> [EXERCISE]: The output should consist solely of the lines running from the one that contains "Each instance of the red dirt" through the end of the records below, copied exactly.

> [MATERIAL FOR THIS EXERCISE]:
────────────────

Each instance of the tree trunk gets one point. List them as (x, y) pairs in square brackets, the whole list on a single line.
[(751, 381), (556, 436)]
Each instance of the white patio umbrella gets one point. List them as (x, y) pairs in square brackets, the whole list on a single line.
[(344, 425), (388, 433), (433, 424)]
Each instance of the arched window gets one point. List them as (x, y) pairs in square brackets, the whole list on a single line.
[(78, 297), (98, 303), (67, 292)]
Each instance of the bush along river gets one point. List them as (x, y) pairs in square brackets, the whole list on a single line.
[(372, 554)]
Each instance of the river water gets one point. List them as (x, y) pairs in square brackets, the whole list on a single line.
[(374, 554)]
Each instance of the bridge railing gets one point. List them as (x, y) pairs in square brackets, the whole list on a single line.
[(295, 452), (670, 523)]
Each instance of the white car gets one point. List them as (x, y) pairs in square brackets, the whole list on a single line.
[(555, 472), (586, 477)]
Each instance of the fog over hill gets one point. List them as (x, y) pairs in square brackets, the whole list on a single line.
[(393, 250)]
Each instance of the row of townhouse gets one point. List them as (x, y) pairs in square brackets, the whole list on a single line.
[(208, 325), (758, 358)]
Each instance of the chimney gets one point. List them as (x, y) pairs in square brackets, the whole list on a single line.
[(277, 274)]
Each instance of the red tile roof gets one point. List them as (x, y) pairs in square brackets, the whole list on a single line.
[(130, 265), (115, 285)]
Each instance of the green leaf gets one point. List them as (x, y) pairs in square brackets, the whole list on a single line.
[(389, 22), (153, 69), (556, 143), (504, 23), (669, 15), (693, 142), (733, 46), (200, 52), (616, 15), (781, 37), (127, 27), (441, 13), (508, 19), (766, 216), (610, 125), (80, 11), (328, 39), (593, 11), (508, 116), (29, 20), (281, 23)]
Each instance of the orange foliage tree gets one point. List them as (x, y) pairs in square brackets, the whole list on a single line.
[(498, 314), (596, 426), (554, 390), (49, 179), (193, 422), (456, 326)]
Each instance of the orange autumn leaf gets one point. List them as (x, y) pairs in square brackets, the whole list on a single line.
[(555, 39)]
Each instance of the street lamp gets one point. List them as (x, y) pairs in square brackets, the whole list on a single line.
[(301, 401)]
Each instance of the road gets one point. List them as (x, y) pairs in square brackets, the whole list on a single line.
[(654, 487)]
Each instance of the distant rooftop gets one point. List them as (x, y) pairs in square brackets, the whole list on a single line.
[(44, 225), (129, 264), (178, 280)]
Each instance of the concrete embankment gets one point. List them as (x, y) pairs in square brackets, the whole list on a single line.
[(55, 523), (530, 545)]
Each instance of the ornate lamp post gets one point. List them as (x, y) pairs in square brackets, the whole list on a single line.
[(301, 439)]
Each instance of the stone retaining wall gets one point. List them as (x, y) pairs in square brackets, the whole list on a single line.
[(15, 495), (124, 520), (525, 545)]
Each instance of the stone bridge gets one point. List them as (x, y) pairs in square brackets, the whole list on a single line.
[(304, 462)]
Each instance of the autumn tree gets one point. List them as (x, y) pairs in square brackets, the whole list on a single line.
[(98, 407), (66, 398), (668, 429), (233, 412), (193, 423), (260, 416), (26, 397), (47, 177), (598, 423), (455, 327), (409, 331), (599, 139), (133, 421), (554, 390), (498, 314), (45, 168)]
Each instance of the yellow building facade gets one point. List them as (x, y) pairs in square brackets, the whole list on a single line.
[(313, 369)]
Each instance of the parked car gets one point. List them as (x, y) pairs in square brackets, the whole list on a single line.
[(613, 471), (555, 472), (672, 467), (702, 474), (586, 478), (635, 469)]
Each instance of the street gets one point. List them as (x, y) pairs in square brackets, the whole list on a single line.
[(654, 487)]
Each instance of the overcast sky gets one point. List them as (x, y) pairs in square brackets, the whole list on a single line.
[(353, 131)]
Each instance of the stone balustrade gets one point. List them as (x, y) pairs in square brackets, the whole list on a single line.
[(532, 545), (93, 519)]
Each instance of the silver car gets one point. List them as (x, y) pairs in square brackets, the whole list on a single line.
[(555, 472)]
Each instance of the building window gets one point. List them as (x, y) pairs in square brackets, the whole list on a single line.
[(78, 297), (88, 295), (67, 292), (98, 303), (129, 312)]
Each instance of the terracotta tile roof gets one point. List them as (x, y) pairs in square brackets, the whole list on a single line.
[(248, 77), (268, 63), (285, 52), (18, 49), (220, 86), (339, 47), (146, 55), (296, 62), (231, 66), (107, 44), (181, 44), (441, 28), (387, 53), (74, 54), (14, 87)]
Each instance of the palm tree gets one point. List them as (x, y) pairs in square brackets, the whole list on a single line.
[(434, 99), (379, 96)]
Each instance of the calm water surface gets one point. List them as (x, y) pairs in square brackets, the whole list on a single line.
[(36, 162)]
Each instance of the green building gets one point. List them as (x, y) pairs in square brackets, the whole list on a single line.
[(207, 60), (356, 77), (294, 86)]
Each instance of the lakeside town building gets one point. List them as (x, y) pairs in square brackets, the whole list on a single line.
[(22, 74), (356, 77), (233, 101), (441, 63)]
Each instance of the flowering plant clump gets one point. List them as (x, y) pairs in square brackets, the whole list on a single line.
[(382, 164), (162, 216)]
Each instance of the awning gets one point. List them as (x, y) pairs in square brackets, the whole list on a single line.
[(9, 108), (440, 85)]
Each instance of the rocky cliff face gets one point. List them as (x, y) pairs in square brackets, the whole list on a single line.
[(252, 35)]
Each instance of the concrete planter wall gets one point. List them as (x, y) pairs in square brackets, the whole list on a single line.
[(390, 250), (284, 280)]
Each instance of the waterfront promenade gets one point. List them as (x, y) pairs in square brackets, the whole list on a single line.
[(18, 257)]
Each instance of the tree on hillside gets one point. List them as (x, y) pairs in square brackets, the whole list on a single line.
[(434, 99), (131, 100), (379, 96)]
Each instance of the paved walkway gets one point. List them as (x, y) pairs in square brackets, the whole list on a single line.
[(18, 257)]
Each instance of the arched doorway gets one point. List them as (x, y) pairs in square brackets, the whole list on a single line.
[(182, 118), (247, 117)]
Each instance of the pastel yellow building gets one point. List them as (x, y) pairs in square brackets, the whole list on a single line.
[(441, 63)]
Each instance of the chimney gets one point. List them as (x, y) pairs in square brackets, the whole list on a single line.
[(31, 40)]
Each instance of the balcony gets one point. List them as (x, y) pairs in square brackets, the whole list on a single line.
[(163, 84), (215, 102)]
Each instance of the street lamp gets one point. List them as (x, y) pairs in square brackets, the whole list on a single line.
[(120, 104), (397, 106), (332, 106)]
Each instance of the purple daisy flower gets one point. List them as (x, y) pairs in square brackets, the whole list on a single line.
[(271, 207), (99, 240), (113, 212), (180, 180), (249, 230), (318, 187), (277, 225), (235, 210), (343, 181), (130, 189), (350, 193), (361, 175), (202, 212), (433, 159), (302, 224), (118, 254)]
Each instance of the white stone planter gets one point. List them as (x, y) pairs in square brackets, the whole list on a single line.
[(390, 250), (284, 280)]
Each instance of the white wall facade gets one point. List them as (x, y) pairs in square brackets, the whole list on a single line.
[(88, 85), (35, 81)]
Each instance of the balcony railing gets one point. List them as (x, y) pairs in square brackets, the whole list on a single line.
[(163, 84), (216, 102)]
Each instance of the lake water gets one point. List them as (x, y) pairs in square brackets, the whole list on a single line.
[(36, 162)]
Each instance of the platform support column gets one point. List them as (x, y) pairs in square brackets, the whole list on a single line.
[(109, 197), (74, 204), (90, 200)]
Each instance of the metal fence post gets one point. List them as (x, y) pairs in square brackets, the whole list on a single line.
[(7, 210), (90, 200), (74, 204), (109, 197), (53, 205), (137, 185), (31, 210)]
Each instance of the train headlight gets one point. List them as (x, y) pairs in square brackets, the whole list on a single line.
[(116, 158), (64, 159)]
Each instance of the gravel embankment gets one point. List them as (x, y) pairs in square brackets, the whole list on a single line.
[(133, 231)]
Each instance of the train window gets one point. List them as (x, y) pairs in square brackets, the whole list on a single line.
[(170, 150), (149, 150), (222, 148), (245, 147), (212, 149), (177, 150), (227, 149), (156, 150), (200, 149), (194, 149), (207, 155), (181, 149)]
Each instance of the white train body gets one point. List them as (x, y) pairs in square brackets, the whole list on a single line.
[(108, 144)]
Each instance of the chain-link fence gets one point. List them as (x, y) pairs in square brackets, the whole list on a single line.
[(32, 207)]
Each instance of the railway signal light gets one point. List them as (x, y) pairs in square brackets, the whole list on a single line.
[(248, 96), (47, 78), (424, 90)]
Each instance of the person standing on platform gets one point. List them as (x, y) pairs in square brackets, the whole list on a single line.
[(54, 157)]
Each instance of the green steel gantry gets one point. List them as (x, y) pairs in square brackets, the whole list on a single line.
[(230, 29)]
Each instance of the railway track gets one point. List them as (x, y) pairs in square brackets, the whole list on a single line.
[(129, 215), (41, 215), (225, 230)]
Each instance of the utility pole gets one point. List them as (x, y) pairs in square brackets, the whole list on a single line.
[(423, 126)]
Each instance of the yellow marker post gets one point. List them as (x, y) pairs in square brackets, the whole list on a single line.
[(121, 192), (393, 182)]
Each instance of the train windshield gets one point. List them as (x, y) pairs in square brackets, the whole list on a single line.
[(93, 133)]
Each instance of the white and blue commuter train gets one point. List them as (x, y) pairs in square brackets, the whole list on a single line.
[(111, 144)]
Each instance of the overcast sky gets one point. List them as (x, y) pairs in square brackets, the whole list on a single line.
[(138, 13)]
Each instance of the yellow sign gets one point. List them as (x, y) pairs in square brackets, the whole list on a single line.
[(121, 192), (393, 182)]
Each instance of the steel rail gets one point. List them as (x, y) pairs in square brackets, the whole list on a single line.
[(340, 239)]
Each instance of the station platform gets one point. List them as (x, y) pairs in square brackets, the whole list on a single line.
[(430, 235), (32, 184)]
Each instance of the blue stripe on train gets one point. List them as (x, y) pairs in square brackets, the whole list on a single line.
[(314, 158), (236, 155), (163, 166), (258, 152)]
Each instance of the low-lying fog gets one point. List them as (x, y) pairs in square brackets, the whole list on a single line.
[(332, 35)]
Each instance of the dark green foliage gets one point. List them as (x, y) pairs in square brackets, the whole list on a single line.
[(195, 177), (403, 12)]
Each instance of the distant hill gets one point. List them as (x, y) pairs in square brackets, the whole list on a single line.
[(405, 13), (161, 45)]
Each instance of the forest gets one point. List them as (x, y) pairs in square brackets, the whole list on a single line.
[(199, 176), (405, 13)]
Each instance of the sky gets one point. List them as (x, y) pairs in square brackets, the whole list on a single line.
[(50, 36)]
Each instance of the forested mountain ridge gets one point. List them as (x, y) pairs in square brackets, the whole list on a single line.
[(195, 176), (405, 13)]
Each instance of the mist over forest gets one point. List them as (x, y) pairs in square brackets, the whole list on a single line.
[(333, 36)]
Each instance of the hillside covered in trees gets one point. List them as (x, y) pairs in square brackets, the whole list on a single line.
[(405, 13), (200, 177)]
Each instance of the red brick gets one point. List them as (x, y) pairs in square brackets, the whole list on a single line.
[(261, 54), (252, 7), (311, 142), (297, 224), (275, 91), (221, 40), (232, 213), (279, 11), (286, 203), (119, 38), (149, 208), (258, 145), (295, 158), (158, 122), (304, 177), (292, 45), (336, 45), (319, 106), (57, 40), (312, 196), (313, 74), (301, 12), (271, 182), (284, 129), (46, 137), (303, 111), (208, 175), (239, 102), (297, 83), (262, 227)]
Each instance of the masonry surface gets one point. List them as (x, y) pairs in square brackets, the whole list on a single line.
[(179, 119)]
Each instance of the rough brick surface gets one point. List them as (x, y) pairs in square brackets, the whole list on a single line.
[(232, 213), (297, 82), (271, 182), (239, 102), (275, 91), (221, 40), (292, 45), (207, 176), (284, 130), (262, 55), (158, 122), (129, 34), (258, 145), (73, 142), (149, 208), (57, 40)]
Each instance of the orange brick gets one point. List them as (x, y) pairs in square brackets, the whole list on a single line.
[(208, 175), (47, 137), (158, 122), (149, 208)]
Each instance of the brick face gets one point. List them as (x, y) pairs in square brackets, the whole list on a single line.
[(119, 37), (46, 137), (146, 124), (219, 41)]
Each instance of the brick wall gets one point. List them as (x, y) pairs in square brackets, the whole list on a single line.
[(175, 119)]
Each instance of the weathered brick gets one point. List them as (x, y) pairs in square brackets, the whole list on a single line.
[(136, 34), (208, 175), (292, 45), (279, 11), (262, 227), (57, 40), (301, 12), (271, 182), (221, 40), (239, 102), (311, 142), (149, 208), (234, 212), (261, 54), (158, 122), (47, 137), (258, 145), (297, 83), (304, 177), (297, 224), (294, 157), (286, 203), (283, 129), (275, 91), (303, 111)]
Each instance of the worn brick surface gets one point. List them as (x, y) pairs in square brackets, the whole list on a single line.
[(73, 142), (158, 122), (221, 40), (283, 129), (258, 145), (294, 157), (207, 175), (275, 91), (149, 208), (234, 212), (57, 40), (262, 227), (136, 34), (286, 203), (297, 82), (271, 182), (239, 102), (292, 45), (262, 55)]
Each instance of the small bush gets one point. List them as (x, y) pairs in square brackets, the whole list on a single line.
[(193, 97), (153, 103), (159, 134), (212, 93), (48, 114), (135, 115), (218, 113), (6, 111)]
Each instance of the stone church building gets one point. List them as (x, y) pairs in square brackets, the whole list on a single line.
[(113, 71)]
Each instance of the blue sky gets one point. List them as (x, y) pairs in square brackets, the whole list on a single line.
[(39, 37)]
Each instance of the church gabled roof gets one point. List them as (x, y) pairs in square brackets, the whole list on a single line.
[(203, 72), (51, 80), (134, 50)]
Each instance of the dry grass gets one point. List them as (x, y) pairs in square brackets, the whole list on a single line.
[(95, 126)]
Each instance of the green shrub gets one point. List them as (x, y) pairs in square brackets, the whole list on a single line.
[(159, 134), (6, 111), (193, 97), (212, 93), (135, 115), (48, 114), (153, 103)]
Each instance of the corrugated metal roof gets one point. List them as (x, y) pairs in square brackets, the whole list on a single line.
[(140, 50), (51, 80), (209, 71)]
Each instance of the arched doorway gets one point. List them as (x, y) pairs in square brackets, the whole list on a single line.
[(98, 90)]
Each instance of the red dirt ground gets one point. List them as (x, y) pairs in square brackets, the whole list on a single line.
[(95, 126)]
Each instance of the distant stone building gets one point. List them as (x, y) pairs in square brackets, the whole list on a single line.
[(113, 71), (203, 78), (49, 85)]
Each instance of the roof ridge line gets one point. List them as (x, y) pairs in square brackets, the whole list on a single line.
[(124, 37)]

────────────────

> [YOUR RESPONSE]:
Each instance of the red dirt ground gets one point. List them as (x, y) pairs in square brackets, the whole list on a single line.
[(95, 126)]
Each instance of the distant stone building gets one point. List them as (x, y) pairs in square brackets, the whole list on a single line.
[(113, 71), (203, 78), (49, 85)]
Each instance of the roof ridge line gets one point. List them as (x, y) pairs in square brackets, the whole list on a single line.
[(124, 37)]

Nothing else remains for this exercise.